- _Written task 1_
Do the three statements below agree with the court order that follows? Answer each with yes or no and quote the words of the order that decide it.
(a) The slip and fall allegedly took place inside the Trader Joe's grocery store in Larchmont, New York.
(b) CW Village Square LLC is a California corporation.
(c) The motions were decided after oral argument by the parties.

- _Source_
START

SUPREME COURT OF THE STATE OF NEW YORK COUNTY OF WESTCHESTER - COMPLIANCE PART
Sep 9, 2014
2014 N.Y. Slip Op. 32990 (N.Y. Sup. Ct. 2014)

Opinion

Index No. 53396/2013

09-09-2014

EMILY LAITMON, Plaintiff, v. TRADER JOE'S EAST, INC. d/b/a TRADER JOE'S GROCERY, and CW VILLAGE SQUARE LLC, Defendants.

TO: Jerold W. Dorfman Attorney for Plaintiff 131 Larchmont Avenue Larchmont, New York 10538 By NYSCEF


NYSCEF DOC. NO. 56

To commence the statutory time period for appeals as of right [CPLR 5513(a)), you are advised to serve a copy of this order, with notice of entry upon all parlies.

DECISION & ORDER Motion Seqs. #1-2 MARKUS, C.A.R.,

The following papers numbered were read on: (1) this motion by plaintiff to compel discovery pursuant to CPLR 3101(g) and CPLR 3124 (Motion Sequence #1); and (2) this motion by defendants for a protective order pursuant to CPLR 3103(a) against certain of plaintiff's discovery demands:

Motion Sequence #1: Order to Show Cause, Aff. in Support, Exhs. 1-11
Dorfman Affirmation
Memorandum of Law
Affirmation in Opposition
Affidavits of Service



Motion Sequence #2: Order to Show Cause, Aff. in Support, Exhs. A-G
Affirmation of Good Faith
Memorandum of Law
Affirmation in Opposition, Exh. 1
Affirmation in Reply
Affidavits of Service

Upon the foregoing papers, and the parties having waived oral argument, the motions are consolidated for purposes of decision and are determined as follows:

This personal injury action arises out of a slip and fall that plaintiff Emily Laitmon allegedly sustained on July 2, 2011, inside the Trader Joe's grocery store in Larchmont, New York Plaintiff commenced the instant action by summons and complaint dated March 11, 2013, against defendants Trader Joe's East, Inc., a California corporation, and CW Village Square LLC a Delaware limited liability company, both of which entities plaintiff alleges control the Larchmont grocery. After both defendants answered, the parties entered into a Preliminary Conference Order dated January 14, 2014, after which this Court (Lefkowitz, J.) issued an Order of Reference pursuant to CPLR 3104 directing the undersigned Court Attorney-Referee to hear and report on discovery issues thereafter arising in this action. Pursuant to such authority, the parties appeared before the undersigned for a compliance conference on April 29, 2014. At such compliance conference, the undersigned reserved decision as to defendants' objections to items numbered 11-12 in plaintiff's Demand for Discovery and Inspection, concerning accident reports and related communications with Trader Joe's independent and nonparty claims administrator, Gallagher Basset Services, Inc. (hereinafter "GBS"), as follows:

11. Please provide copies of all reports of interviews or conversations between any Trader Joe's employee and any employee or agent of Gallagher Basset Services, Inc. [concerning plaintiff's accident].

END

- _Records for this exercise_
START

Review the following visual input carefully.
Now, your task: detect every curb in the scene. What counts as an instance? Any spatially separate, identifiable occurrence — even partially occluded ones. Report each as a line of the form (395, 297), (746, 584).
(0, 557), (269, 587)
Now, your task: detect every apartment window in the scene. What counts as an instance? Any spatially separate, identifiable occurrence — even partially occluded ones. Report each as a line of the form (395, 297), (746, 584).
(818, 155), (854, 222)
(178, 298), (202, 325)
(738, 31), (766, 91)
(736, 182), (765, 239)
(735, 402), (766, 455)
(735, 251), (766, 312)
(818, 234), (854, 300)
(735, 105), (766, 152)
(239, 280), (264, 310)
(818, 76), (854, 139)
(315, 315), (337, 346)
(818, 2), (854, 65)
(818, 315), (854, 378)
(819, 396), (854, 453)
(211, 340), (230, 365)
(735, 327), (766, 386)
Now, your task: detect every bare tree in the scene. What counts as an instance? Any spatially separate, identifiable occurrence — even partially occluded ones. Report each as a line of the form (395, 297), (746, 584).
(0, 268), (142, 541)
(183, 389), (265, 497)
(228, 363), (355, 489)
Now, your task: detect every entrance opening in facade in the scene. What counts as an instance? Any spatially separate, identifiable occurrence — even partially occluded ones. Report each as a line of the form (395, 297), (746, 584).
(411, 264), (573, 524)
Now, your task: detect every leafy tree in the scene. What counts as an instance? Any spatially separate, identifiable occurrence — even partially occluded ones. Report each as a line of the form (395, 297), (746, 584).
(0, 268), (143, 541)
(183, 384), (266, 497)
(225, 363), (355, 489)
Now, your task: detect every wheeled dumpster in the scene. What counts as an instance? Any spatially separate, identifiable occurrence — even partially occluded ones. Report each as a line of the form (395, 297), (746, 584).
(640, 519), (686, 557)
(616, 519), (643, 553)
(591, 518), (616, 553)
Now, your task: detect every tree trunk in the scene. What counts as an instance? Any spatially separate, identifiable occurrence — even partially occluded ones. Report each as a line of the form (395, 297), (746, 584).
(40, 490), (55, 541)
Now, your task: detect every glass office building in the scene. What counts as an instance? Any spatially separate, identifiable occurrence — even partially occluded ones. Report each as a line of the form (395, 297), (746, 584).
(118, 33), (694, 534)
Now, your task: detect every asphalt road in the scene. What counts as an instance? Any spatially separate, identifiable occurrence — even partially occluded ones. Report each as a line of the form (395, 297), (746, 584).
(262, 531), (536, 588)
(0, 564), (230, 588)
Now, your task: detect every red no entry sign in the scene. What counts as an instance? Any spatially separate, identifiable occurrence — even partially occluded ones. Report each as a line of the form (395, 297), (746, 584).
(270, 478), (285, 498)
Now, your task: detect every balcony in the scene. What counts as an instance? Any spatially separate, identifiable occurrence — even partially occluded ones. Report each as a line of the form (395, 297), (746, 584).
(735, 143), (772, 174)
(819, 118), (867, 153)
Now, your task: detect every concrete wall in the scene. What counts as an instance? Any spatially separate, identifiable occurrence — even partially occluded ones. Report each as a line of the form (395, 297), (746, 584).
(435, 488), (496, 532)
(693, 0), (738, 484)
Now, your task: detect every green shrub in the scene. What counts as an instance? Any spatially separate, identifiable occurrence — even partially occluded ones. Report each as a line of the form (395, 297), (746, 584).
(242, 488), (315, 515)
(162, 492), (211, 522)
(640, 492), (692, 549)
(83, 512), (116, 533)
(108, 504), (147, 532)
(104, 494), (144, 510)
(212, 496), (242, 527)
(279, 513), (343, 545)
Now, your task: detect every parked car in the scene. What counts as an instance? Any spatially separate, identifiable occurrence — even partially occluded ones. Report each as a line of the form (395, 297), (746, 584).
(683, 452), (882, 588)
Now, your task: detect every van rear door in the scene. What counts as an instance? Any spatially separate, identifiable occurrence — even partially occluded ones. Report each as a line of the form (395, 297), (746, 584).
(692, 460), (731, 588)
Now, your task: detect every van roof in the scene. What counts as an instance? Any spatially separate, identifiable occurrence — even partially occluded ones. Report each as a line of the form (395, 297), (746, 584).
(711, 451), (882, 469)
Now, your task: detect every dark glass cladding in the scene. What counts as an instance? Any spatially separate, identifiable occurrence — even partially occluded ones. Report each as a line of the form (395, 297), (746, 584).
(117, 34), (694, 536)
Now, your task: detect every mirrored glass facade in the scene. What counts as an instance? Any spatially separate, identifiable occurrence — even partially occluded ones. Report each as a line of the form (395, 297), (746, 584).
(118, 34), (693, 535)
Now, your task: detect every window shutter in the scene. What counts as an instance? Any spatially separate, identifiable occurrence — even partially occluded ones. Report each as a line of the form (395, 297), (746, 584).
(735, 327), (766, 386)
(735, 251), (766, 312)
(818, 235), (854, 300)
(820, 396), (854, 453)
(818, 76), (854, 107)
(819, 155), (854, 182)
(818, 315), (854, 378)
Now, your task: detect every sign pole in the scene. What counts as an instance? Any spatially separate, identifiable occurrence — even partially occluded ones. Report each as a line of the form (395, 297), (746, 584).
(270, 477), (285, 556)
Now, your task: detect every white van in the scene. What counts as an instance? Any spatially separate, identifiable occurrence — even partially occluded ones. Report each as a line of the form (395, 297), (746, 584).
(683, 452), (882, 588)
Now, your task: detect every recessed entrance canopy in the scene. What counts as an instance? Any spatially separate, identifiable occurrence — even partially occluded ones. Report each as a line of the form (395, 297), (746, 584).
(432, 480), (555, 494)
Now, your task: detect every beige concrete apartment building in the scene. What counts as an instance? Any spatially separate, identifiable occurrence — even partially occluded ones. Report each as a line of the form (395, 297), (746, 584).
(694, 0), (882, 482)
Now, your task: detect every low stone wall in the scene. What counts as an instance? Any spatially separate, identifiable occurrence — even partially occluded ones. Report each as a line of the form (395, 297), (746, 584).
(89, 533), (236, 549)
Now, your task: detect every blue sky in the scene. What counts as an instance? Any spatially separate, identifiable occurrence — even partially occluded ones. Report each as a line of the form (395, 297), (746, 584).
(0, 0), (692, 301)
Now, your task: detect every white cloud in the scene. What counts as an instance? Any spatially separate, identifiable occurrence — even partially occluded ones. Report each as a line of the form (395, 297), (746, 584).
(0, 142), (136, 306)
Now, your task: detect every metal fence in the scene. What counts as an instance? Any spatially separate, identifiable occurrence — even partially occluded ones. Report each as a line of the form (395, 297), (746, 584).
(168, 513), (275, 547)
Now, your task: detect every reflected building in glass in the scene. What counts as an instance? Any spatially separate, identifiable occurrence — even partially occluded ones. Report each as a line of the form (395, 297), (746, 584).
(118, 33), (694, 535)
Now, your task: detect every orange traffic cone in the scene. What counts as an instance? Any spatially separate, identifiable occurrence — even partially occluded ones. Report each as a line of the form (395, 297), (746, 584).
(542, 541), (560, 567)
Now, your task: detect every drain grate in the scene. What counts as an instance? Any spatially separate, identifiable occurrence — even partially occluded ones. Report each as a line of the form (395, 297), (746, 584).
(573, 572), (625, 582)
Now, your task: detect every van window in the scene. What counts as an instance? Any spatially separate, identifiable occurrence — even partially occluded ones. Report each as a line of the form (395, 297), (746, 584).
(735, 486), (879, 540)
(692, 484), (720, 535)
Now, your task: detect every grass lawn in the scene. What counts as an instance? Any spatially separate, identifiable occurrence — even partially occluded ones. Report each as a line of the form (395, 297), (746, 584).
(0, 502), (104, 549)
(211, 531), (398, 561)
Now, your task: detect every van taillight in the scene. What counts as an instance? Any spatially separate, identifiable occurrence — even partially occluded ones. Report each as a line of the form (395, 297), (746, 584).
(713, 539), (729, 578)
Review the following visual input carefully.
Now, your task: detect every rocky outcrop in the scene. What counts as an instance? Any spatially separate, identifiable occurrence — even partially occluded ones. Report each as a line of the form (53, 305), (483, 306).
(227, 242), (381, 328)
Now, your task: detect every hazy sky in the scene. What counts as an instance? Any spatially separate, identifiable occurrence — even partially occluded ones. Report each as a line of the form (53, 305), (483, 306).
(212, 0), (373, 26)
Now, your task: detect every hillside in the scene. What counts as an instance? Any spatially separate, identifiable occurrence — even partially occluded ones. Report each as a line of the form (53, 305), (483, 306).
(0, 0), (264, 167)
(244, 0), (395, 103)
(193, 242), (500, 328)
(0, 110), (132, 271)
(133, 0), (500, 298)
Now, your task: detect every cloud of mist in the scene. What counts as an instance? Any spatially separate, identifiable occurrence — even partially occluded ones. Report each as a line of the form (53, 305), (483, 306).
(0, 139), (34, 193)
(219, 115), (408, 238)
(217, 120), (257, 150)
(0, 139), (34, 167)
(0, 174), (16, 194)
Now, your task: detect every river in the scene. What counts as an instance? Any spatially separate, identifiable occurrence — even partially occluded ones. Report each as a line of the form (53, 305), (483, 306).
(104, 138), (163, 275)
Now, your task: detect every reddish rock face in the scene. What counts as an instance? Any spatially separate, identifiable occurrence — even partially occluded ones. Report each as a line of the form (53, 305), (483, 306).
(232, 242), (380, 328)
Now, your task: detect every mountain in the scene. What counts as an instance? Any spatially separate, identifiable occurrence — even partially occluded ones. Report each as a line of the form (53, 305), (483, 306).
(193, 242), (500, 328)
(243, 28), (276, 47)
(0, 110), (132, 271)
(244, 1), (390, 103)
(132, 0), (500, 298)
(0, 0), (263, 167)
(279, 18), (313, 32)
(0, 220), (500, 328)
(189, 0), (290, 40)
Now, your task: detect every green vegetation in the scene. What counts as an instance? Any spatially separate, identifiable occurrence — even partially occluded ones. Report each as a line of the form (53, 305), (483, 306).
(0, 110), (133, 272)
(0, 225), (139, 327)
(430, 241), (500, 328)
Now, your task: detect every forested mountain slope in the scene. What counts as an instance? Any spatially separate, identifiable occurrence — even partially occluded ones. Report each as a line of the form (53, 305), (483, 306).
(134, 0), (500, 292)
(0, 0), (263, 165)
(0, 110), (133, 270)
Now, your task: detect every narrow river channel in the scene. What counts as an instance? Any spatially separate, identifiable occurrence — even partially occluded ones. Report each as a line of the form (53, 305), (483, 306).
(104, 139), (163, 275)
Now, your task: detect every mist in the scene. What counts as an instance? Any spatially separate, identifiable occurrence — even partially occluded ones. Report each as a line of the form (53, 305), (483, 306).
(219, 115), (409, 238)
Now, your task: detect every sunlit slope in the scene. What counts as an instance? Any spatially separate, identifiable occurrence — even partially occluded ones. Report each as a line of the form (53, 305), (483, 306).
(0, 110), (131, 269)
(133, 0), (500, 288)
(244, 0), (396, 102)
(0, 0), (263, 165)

END

- _Written task 2_
Copy the rows from the line with "Now, your task: detect every hazy" up to and including the line with "(104, 138), (163, 275)".

- _Task result 1_
(a) Yes: "inside the Trader Joe's grocery store in Larchmont, New York"
(b) No: "CW Village Square LLC a Delaware limited liability company"
(c) No: "the parties having waived oral argument"

- _Task result 2_
Now, your task: detect every hazy sky in the scene. What counts as an instance? Any spatially separate, identifiable occurrence — even partially occluded ones. Report each as a line of the form (53, 305), (483, 306).
(212, 0), (373, 26)
Now, your task: detect every hillside in the scene. What counts as an instance? Any spatially separate, identifiable occurrence — even partially occluded ones. Report each as a line of the form (53, 305), (483, 306).
(0, 0), (264, 167)
(244, 0), (395, 103)
(193, 242), (500, 328)
(0, 110), (132, 271)
(133, 0), (500, 298)
Now, your task: detect every cloud of mist in the scene. What counts as an instance? Any spatially separate, identifiable occurrence — even partially occluded ones. Report each as a line of the form (53, 305), (483, 306).
(0, 139), (34, 193)
(219, 115), (408, 238)
(217, 120), (257, 150)
(0, 139), (34, 167)
(0, 174), (16, 194)
Now, your task: detect every river in the scene. What counts as an instance? Any spatially separate, identifiable occurrence — even partially occluded ones. Report each as a line of the form (53, 305), (483, 306).
(104, 138), (163, 275)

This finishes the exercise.